[Opening DATA SUPPLIED section]
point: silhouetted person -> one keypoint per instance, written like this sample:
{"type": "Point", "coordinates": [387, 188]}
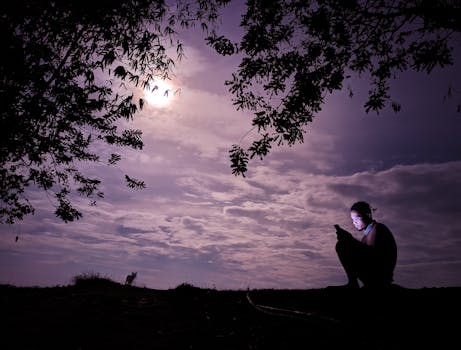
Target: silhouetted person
{"type": "Point", "coordinates": [372, 259]}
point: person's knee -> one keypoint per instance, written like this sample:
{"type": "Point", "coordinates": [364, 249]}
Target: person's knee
{"type": "Point", "coordinates": [340, 247]}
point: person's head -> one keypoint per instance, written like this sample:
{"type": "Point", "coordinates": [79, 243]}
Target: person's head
{"type": "Point", "coordinates": [361, 215]}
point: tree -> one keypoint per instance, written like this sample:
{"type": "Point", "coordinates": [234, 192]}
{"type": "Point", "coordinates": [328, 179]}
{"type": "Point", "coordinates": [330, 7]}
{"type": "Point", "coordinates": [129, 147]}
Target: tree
{"type": "Point", "coordinates": [295, 52]}
{"type": "Point", "coordinates": [65, 75]}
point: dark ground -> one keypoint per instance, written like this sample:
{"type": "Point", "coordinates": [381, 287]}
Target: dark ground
{"type": "Point", "coordinates": [112, 316]}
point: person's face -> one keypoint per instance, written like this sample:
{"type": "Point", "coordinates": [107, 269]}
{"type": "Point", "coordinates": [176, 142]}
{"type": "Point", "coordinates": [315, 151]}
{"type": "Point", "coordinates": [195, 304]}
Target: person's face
{"type": "Point", "coordinates": [359, 222]}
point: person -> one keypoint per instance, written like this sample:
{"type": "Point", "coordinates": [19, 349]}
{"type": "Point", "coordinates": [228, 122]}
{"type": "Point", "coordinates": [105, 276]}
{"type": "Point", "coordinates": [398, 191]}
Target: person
{"type": "Point", "coordinates": [372, 259]}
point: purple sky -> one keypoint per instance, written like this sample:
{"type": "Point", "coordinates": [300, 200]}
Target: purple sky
{"type": "Point", "coordinates": [197, 223]}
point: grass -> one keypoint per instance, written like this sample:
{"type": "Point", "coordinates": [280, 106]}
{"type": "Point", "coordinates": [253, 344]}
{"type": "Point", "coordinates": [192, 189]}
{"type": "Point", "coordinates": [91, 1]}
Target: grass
{"type": "Point", "coordinates": [96, 312]}
{"type": "Point", "coordinates": [92, 279]}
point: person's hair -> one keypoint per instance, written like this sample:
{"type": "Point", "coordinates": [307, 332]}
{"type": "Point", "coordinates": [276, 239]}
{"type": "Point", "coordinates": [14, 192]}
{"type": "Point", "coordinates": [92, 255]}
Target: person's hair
{"type": "Point", "coordinates": [363, 208]}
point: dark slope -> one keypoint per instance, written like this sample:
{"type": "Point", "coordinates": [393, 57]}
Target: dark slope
{"type": "Point", "coordinates": [112, 316]}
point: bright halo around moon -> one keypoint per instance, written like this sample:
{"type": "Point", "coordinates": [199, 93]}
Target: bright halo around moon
{"type": "Point", "coordinates": [159, 93]}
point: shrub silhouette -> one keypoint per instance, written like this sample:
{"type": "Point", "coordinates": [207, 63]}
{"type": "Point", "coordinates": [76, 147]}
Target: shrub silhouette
{"type": "Point", "coordinates": [93, 279]}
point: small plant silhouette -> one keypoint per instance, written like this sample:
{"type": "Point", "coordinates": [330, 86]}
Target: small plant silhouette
{"type": "Point", "coordinates": [92, 279]}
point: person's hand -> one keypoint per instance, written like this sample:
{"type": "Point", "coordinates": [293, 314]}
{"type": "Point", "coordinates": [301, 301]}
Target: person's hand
{"type": "Point", "coordinates": [342, 234]}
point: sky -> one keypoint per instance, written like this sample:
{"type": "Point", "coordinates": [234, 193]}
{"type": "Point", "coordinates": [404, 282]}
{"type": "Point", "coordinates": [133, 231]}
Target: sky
{"type": "Point", "coordinates": [197, 223]}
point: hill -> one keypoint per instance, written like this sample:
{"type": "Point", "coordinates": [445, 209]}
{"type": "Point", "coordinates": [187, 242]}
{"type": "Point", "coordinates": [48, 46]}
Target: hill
{"type": "Point", "coordinates": [113, 316]}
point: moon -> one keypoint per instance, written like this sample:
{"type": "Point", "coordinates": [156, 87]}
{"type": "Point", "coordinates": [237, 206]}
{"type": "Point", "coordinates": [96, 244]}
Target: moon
{"type": "Point", "coordinates": [159, 93]}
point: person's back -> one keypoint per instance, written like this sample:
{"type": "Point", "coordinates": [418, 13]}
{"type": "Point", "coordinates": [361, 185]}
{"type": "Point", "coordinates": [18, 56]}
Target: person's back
{"type": "Point", "coordinates": [371, 260]}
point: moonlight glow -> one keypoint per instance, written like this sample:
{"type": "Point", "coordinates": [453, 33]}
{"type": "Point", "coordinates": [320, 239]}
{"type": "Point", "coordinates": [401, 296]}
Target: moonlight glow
{"type": "Point", "coordinates": [159, 93]}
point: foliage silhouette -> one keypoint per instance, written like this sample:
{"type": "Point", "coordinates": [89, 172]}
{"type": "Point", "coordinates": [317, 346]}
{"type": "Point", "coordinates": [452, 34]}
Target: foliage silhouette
{"type": "Point", "coordinates": [294, 53]}
{"type": "Point", "coordinates": [68, 70]}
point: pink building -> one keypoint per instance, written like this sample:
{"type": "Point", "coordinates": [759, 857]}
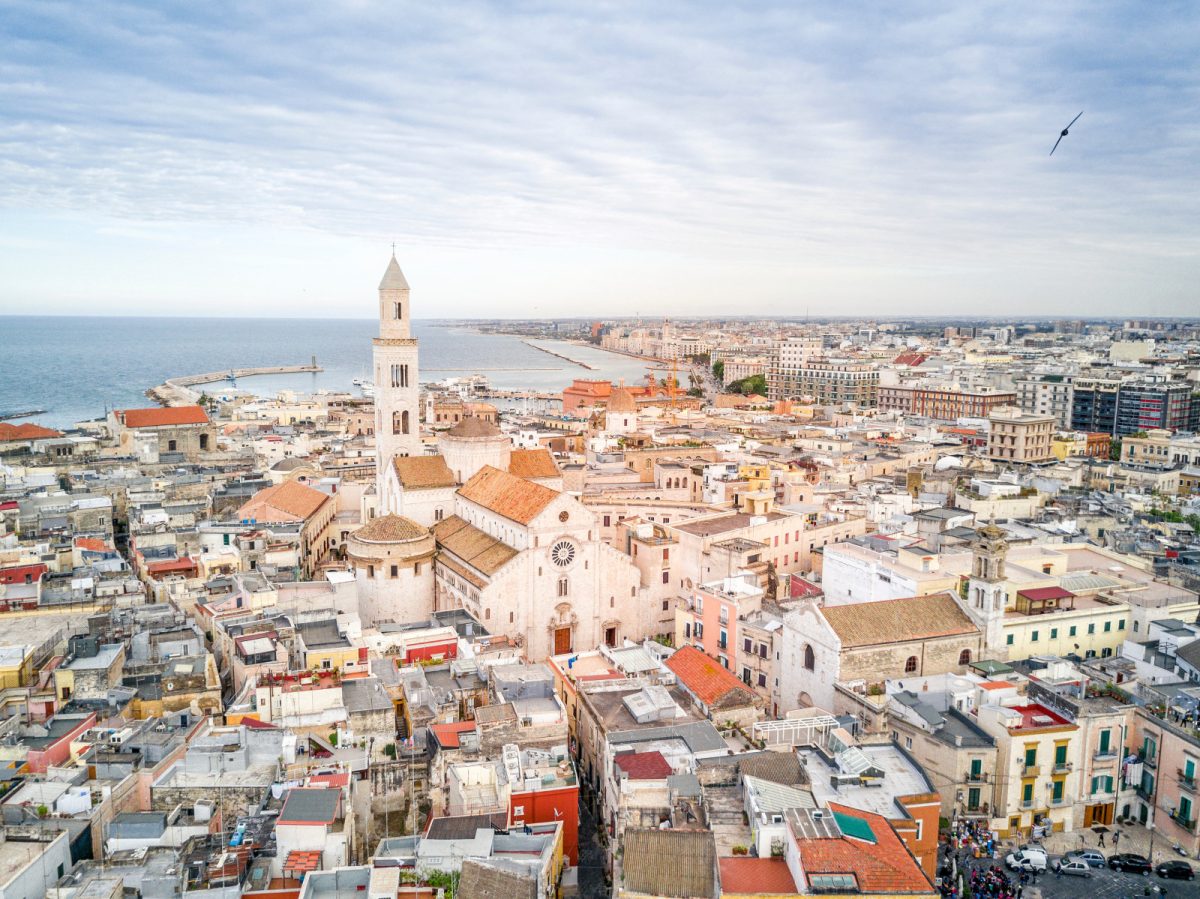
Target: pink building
{"type": "Point", "coordinates": [708, 618]}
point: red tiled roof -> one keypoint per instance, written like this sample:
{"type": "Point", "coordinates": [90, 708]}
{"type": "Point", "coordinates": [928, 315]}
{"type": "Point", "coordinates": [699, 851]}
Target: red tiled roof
{"type": "Point", "coordinates": [448, 735]}
{"type": "Point", "coordinates": [801, 588]}
{"type": "Point", "coordinates": [880, 867]}
{"type": "Point", "coordinates": [289, 501]}
{"type": "Point", "coordinates": [708, 679]}
{"type": "Point", "coordinates": [756, 876]}
{"type": "Point", "coordinates": [27, 431]}
{"type": "Point", "coordinates": [159, 417]}
{"type": "Point", "coordinates": [643, 766]}
{"type": "Point", "coordinates": [507, 495]}
{"type": "Point", "coordinates": [181, 564]}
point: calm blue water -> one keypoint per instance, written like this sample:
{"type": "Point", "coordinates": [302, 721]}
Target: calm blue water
[Closing DATA SUPPLIED section]
▸ DESCRIPTION OF THE TASK: Please transcribe all of the entries exactly and omit any picture they hold.

▸ WRITTEN SOLUTION:
point: silhouetted person -> one keypoint per instance, written like this sample:
{"type": "Point", "coordinates": [387, 188]}
Target: silhouetted person
{"type": "Point", "coordinates": [372, 259]}
point: person's knee -> one keypoint per instance, written like this sample:
{"type": "Point", "coordinates": [364, 249]}
Target: person's knee
{"type": "Point", "coordinates": [340, 247]}
point: person's head -> one keypoint per instance, written like this sample:
{"type": "Point", "coordinates": [79, 243]}
Target: person's head
{"type": "Point", "coordinates": [361, 215]}
point: tree -> one keypoint per instance, written like this sample:
{"type": "Point", "coordinates": [234, 192]}
{"type": "Point", "coordinates": [328, 179]}
{"type": "Point", "coordinates": [330, 7]}
{"type": "Point", "coordinates": [129, 147]}
Target: tree
{"type": "Point", "coordinates": [295, 52]}
{"type": "Point", "coordinates": [65, 75]}
point: dark ground -> one keypoint per instance, written like this sample:
{"type": "Point", "coordinates": [381, 287]}
Target: dark ground
{"type": "Point", "coordinates": [112, 316]}
point: person's face -> one keypoint per instance, written like this sample:
{"type": "Point", "coordinates": [107, 269]}
{"type": "Point", "coordinates": [176, 142]}
{"type": "Point", "coordinates": [315, 151]}
{"type": "Point", "coordinates": [195, 304]}
Target: person's face
{"type": "Point", "coordinates": [359, 222]}
point: person -> one keypoint per instance, written like this sample:
{"type": "Point", "coordinates": [19, 349]}
{"type": "Point", "coordinates": [228, 122]}
{"type": "Point", "coordinates": [105, 276]}
{"type": "Point", "coordinates": [398, 191]}
Target: person
{"type": "Point", "coordinates": [372, 259]}
point: purple sky -> one keypoint per instance, written like this sample:
{"type": "Point", "coordinates": [300, 200]}
Target: purple sky
{"type": "Point", "coordinates": [197, 223]}
point: grass -> one keypoint per instance, written like this sample:
{"type": "Point", "coordinates": [280, 106]}
{"type": "Point", "coordinates": [253, 344]}
{"type": "Point", "coordinates": [192, 189]}
{"type": "Point", "coordinates": [91, 1]}
Target: grass
{"type": "Point", "coordinates": [96, 312]}
{"type": "Point", "coordinates": [92, 279]}
point: person's hair -> one keypoint per instance, written like this sample:
{"type": "Point", "coordinates": [307, 332]}
{"type": "Point", "coordinates": [276, 239]}
{"type": "Point", "coordinates": [14, 192]}
{"type": "Point", "coordinates": [92, 255]}
Target: person's hair
{"type": "Point", "coordinates": [363, 208]}
point: dark slope -> one keypoint per instance, written like this sample:
{"type": "Point", "coordinates": [393, 57]}
Target: dark slope
{"type": "Point", "coordinates": [112, 316]}
point: bright halo around moon -> one keypoint per instance, written like this sample:
{"type": "Point", "coordinates": [199, 93]}
Target: bright halo around moon
{"type": "Point", "coordinates": [159, 93]}
point: shrub silhouette -> one keypoint per instance, written like this sample:
{"type": "Point", "coordinates": [207, 63]}
{"type": "Point", "coordinates": [76, 147]}
Target: shrub silhouette
{"type": "Point", "coordinates": [93, 279]}
point: small plant silhouette -> one keypoint per instance, written like this sample:
{"type": "Point", "coordinates": [330, 86]}
Target: small plant silhouette
{"type": "Point", "coordinates": [92, 279]}
point: person's hand -> one keypoint per instance, written like this sample:
{"type": "Point", "coordinates": [293, 314]}
{"type": "Point", "coordinates": [301, 301]}
Target: person's hand
{"type": "Point", "coordinates": [342, 234]}
point: sky -> one keypoint per instance, written like this sample:
{"type": "Point", "coordinates": [234, 193]}
{"type": "Point", "coordinates": [404, 282]}
{"type": "Point", "coordinates": [133, 231]}
Target: sky
{"type": "Point", "coordinates": [197, 223]}
point: hill -> one keypoint per instance, written like this sample:
{"type": "Point", "coordinates": [445, 209]}
{"type": "Point", "coordinates": [187, 242]}
{"type": "Point", "coordinates": [48, 46]}
Target: hill
{"type": "Point", "coordinates": [113, 316]}
point: moon -> one keypoint per instance, written like this sample:
{"type": "Point", "coordinates": [156, 87]}
{"type": "Point", "coordinates": [237, 206]}
{"type": "Point", "coordinates": [96, 244]}
Target: moon
{"type": "Point", "coordinates": [159, 93]}
point: person's back -> one keypoint per instance, written like this sample:
{"type": "Point", "coordinates": [418, 13]}
{"type": "Point", "coordinates": [361, 185]}
{"type": "Point", "coordinates": [18, 56]}
Target: person's back
{"type": "Point", "coordinates": [371, 260]}
point: moonlight glow -> one keypoint per instance, written like this sample:
{"type": "Point", "coordinates": [453, 33]}
{"type": "Point", "coordinates": [320, 239]}
{"type": "Point", "coordinates": [401, 296]}
Target: moonlight glow
{"type": "Point", "coordinates": [159, 93]}
point: foliage silhouette -> one keypoint per instance, written like this sample:
{"type": "Point", "coordinates": [89, 172]}
{"type": "Point", "coordinates": [317, 346]}
{"type": "Point", "coordinates": [452, 34]}
Target: foliage silhouette
{"type": "Point", "coordinates": [294, 53]}
{"type": "Point", "coordinates": [68, 70]}
point: pink building -> one keypoint per instance, written like this sample:
{"type": "Point", "coordinates": [759, 857]}
Target: pink building
{"type": "Point", "coordinates": [708, 618]}
point: red tiled roof -> one keypoint per instance, written like this sample:
{"type": "Point", "coordinates": [90, 708]}
{"type": "Point", "coordinates": [928, 315]}
{"type": "Point", "coordinates": [699, 851]}
Target: red tiled roof
{"type": "Point", "coordinates": [448, 735]}
{"type": "Point", "coordinates": [801, 588]}
{"type": "Point", "coordinates": [880, 867]}
{"type": "Point", "coordinates": [289, 501]}
{"type": "Point", "coordinates": [708, 679]}
{"type": "Point", "coordinates": [756, 876]}
{"type": "Point", "coordinates": [27, 431]}
{"type": "Point", "coordinates": [159, 417]}
{"type": "Point", "coordinates": [643, 766]}
{"type": "Point", "coordinates": [507, 495]}
{"type": "Point", "coordinates": [181, 564]}
point: calm blue water -> one keypoint per instance, written like this sample:
{"type": "Point", "coordinates": [302, 721]}
Target: calm blue water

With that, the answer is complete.